When the material ends, stop; until then, set down every line exactly.
____________________
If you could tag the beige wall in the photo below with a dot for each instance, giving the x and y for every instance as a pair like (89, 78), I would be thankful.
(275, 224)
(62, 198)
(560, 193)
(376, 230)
____________________
■ Solution to the problem
If you could tag the beige wall in the photo below with a dot for each instance, giving the x and y for every instance as a pair like (89, 78), I would be thankful.
(275, 224)
(62, 198)
(560, 193)
(376, 230)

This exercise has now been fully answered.